TASK TO COMPLETE: Apart from the images, the records below need to be copied exactly.

DATA FOR THE TASK:
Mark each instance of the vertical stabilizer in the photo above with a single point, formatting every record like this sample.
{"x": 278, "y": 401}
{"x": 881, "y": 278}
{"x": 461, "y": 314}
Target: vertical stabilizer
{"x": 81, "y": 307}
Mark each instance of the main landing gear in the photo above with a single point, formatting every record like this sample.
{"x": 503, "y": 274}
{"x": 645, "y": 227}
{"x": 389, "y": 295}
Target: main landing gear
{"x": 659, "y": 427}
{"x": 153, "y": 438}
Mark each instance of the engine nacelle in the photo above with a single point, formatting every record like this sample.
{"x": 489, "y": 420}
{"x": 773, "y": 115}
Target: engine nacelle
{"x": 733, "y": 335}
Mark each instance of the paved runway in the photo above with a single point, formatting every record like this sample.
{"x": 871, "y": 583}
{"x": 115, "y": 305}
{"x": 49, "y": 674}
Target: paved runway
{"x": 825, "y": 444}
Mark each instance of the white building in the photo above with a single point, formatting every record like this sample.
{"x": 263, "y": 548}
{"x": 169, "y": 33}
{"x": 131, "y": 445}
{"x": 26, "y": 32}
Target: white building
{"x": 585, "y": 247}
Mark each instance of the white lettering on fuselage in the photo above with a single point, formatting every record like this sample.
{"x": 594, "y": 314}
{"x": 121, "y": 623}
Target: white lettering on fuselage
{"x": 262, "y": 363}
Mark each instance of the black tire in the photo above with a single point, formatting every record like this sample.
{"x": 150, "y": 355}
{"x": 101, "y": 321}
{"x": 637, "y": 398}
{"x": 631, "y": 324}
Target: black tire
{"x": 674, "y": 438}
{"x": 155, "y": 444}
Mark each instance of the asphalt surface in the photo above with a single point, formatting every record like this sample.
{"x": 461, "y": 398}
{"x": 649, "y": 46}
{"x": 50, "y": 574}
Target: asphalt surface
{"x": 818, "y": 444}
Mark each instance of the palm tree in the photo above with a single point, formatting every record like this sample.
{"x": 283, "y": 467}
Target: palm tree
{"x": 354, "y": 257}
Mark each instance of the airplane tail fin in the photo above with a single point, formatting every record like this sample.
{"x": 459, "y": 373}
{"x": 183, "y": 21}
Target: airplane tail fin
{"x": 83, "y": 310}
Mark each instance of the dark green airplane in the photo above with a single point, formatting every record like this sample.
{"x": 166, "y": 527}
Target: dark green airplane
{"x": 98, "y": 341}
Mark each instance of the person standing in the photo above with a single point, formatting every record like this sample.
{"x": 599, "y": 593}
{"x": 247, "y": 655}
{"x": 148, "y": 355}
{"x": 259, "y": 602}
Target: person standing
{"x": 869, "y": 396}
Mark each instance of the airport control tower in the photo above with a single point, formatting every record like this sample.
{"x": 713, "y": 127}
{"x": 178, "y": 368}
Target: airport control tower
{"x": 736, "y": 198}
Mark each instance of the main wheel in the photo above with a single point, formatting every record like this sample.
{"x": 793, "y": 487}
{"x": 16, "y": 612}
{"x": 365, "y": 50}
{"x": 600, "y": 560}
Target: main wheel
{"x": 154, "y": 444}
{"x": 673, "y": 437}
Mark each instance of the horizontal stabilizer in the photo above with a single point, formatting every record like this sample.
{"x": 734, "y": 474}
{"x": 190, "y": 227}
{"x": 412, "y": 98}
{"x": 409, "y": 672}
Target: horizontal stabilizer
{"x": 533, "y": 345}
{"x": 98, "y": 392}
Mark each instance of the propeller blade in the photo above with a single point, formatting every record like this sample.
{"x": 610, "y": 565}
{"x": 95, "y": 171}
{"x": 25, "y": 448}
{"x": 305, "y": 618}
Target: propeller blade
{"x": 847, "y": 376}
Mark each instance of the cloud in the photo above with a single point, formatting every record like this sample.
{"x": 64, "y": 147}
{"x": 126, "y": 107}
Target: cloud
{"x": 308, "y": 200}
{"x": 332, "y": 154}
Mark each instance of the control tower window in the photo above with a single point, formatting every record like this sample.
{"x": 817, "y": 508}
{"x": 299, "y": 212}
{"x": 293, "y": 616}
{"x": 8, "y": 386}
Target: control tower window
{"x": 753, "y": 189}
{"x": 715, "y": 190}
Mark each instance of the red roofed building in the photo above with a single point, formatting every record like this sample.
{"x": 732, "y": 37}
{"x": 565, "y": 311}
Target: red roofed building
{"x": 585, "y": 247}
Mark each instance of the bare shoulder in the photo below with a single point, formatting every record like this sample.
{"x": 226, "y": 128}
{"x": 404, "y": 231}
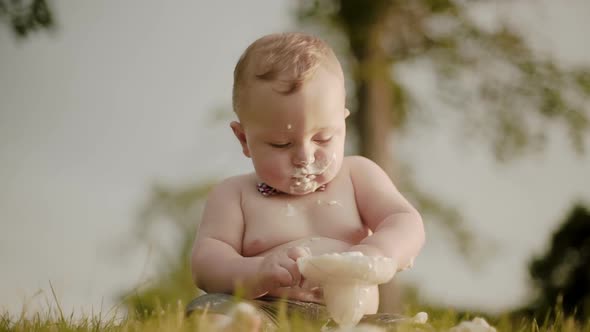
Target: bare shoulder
{"x": 223, "y": 211}
{"x": 359, "y": 166}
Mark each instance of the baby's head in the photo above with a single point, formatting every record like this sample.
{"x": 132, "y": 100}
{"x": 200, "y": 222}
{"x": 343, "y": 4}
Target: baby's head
{"x": 289, "y": 97}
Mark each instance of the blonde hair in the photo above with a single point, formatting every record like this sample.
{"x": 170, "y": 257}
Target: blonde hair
{"x": 286, "y": 58}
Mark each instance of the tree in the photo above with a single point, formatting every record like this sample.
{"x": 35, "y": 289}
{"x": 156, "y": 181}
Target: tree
{"x": 26, "y": 16}
{"x": 513, "y": 96}
{"x": 562, "y": 274}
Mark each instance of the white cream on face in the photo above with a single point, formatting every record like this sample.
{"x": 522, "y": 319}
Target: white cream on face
{"x": 304, "y": 177}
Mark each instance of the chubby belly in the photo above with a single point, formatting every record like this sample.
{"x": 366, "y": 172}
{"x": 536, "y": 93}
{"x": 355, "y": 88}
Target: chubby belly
{"x": 317, "y": 245}
{"x": 313, "y": 293}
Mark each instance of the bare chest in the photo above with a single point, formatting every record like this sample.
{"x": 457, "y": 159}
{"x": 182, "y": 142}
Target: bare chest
{"x": 277, "y": 220}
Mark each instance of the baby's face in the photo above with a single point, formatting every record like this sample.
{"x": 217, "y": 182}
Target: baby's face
{"x": 296, "y": 141}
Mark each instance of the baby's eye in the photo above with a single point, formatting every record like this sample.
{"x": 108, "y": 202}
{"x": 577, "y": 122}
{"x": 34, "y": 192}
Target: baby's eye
{"x": 280, "y": 145}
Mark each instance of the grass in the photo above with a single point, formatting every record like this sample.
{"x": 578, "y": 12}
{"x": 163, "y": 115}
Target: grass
{"x": 171, "y": 319}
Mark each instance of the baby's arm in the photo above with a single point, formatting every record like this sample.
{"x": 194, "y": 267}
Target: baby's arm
{"x": 217, "y": 263}
{"x": 398, "y": 231}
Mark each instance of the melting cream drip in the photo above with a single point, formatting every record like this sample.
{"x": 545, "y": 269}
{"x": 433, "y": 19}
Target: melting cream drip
{"x": 346, "y": 279}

SOLUTION BELOW:
Mark each instance of the vertical stabilizer in the photo above with a single point, formatting every record like this sample.
{"x": 278, "y": 401}
{"x": 881, "y": 278}
{"x": 461, "y": 314}
Target: vertical stabilizer
{"x": 81, "y": 307}
Mark each instance of the main landing gear in the photo above with a single point, formatting every record like this sample.
{"x": 503, "y": 274}
{"x": 645, "y": 227}
{"x": 389, "y": 295}
Target: main landing gear
{"x": 659, "y": 427}
{"x": 153, "y": 438}
Mark each instance of the engine nacelle in the photo above with a single point, formatting every record like this sample.
{"x": 489, "y": 420}
{"x": 773, "y": 115}
Target: engine nacelle
{"x": 733, "y": 335}
Mark each instance of the paved runway in the photo above with a single point, formatting every record like this sample.
{"x": 871, "y": 583}
{"x": 115, "y": 305}
{"x": 49, "y": 674}
Target: paved runway
{"x": 825, "y": 444}
Mark each instance of the white building in the photo above with a single point, formatting every record like this sample.
{"x": 263, "y": 548}
{"x": 169, "y": 33}
{"x": 131, "y": 445}
{"x": 26, "y": 32}
Target: white building
{"x": 585, "y": 247}
Mark each instance of the white lettering on fuselage in the photo above with a single point, formatting every record like this sample.
{"x": 594, "y": 314}
{"x": 121, "y": 623}
Target: white lettering on fuselage
{"x": 262, "y": 363}
Mark each instance of the black tire in the photo above with a single point, formatting every record like this sample.
{"x": 150, "y": 355}
{"x": 101, "y": 321}
{"x": 637, "y": 398}
{"x": 631, "y": 324}
Target: black tire
{"x": 674, "y": 438}
{"x": 155, "y": 444}
Mark each instance of the asphalt surface in the photo above with a single point, formatting every record like this sample.
{"x": 461, "y": 398}
{"x": 649, "y": 46}
{"x": 50, "y": 574}
Target: asphalt surface
{"x": 818, "y": 444}
Mark each instance of the palm tree in the photo above with a single point, formatting every record like this sample.
{"x": 283, "y": 467}
Target: palm tree
{"x": 354, "y": 257}
Mark each instance of the airplane tail fin in the photo above with a single point, formatting every record like this sample.
{"x": 459, "y": 373}
{"x": 183, "y": 21}
Target: airplane tail fin
{"x": 83, "y": 310}
Mark each instance of the dark green airplane in the photo above with a single point, formatting every record like this sample.
{"x": 166, "y": 527}
Target: dark green airplane
{"x": 98, "y": 341}
Mark each instance of the person standing in the photo above with a single point, formatting every record like this sample.
{"x": 599, "y": 593}
{"x": 247, "y": 655}
{"x": 148, "y": 355}
{"x": 259, "y": 602}
Target: person standing
{"x": 869, "y": 396}
Mark each instance of the airport control tower in the photo above with a single point, formatting every record like this sample.
{"x": 713, "y": 127}
{"x": 178, "y": 368}
Target: airport control tower
{"x": 736, "y": 198}
Mark each instance of the main wheel in the photo above with a single point, formatting every record like this sample.
{"x": 793, "y": 487}
{"x": 16, "y": 612}
{"x": 365, "y": 50}
{"x": 600, "y": 560}
Target: main wheel
{"x": 154, "y": 444}
{"x": 673, "y": 437}
Mark each instance of the horizontal stabilizer in the photo above with a single point, formatting every record like this sample.
{"x": 734, "y": 474}
{"x": 190, "y": 227}
{"x": 412, "y": 98}
{"x": 409, "y": 672}
Target: horizontal stabilizer
{"x": 533, "y": 345}
{"x": 98, "y": 392}
Mark each instance of the propeller blade in the photo above with a single point, formatting every record like this sample.
{"x": 610, "y": 565}
{"x": 95, "y": 171}
{"x": 25, "y": 448}
{"x": 305, "y": 618}
Target: propeller blade
{"x": 847, "y": 376}
Mark each instance of the cloud in the photo above with a single point, formatting every record like this sample.
{"x": 64, "y": 147}
{"x": 126, "y": 107}
Target: cloud
{"x": 308, "y": 200}
{"x": 332, "y": 154}
Mark each instance of the control tower window in the photo above with a single point, formatting every record like this sample.
{"x": 817, "y": 508}
{"x": 299, "y": 212}
{"x": 293, "y": 616}
{"x": 8, "y": 386}
Target: control tower window
{"x": 753, "y": 189}
{"x": 715, "y": 190}
Mark each instance of the red roofed building in the photo above with a single point, formatting every record like this sample.
{"x": 732, "y": 37}
{"x": 565, "y": 311}
Target: red roofed building
{"x": 585, "y": 247}
Mark each instance of the bare shoulder in the photo below with a single point, formatting every record like this sample.
{"x": 226, "y": 128}
{"x": 404, "y": 231}
Target: bare shoulder
{"x": 223, "y": 211}
{"x": 359, "y": 166}
Mark each instance of the baby's head in the photo above with a single point, formatting every record like this sample.
{"x": 132, "y": 100}
{"x": 200, "y": 222}
{"x": 343, "y": 4}
Target: baby's head
{"x": 289, "y": 97}
Mark each instance of the blonde hair in the photo above with a single point, formatting every record like this sample.
{"x": 170, "y": 257}
Target: blonde hair
{"x": 286, "y": 58}
Mark each instance of the tree in the photo above with a single point, formatting every record like this sample.
{"x": 35, "y": 289}
{"x": 156, "y": 181}
Target: tree
{"x": 26, "y": 16}
{"x": 513, "y": 96}
{"x": 562, "y": 274}
Mark each instance of the white cream on face in the photo above with a single point, formatting every record like this sample.
{"x": 522, "y": 319}
Target: white cream on face
{"x": 304, "y": 177}
Mark each instance of the chubby belly in the photo above with a single point, formatting every record like this sample.
{"x": 366, "y": 172}
{"x": 536, "y": 93}
{"x": 355, "y": 88}
Target: chubby belly
{"x": 317, "y": 245}
{"x": 313, "y": 293}
Mark each instance of the bare chest in the photo above with a single point, formatting every record like this sample.
{"x": 457, "y": 159}
{"x": 182, "y": 142}
Target: bare chest
{"x": 277, "y": 220}
Mark each instance of the baby's face in the photo above with a single point, formatting every record like this sample.
{"x": 217, "y": 182}
Target: baby's face
{"x": 296, "y": 141}
Mark each instance of the baby's eye in the photo above with a single point, formatting every record like this sample.
{"x": 108, "y": 202}
{"x": 577, "y": 122}
{"x": 34, "y": 192}
Target: baby's eye
{"x": 280, "y": 145}
Mark each instance of the grass in the photo above with a single point, formatting every record like this sample.
{"x": 578, "y": 12}
{"x": 163, "y": 115}
Target: grass
{"x": 171, "y": 319}
Mark each instance of the baby's arm in the photo above with a single point, formatting every record like this sample.
{"x": 194, "y": 267}
Target: baby's arm
{"x": 217, "y": 263}
{"x": 398, "y": 231}
Mark each instance of the melting cream drip in the photo above with a single point, formatting every record like this sample.
{"x": 545, "y": 269}
{"x": 433, "y": 19}
Target: melting cream drip
{"x": 346, "y": 279}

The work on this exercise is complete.